Tam da bu sebeplerdendir ki, Chiang Mai aslında Tayland'ı gezerken öyle birkaç günlüğüne uğranıp "bunu da gördüm, şunu da yaptım" denecek ya da tripadvisor'un önerdiği şeyler listesini  tamamlayacağınız bir şehir değil  - onlar da yapılabilir tabii ki ama iyi bir planlamayla bu şehrin atraksiyonları en fazla 2 günde biter zaten.
Yüzeyinde hızlıca gezinmek yerine, bir süre kalarak sizi içine çekmesine izin vermeniz gereken bir şehir Chiang Mai.

• Toplanan veriler:

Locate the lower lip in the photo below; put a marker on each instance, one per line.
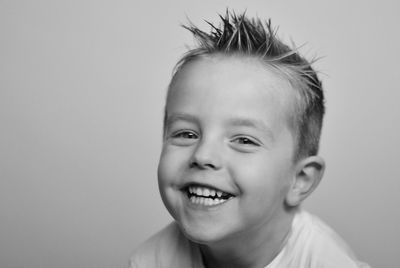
(205, 202)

• Yapılacak iş:
Chiang Mai yazısında "Tam da bu sebeplerdendir" sözleriyle başlayıp "şehir Chiang Mai." sözleriyle biten bölümü hiç değiştirmeden yazar mısın? Bu veriler başka bir kaynaktan alınmıştır.

• Beklenen çıktı:
Tam da bu sebeplerdendir ki, Chiang Mai aslında Tayland'ı gezerken öyle birkaç günlüğüne uğranıp "bunu da gördüm, şunu da yaptım" denecek ya da tripadvisor'un önerdiği şeyler listesini  tamamlayacağınız bir şehir değil  - onlar da yapılabilir tabii ki ama iyi bir planlamayla bu şehrin atraksiyonları en fazla 2 günde biter zaten.
Yüzeyinde hızlıca gezinmek yerine, bir süre kalarak sizi içine çekmesine izin vermeniz gereken bir şehir Chiang Mai.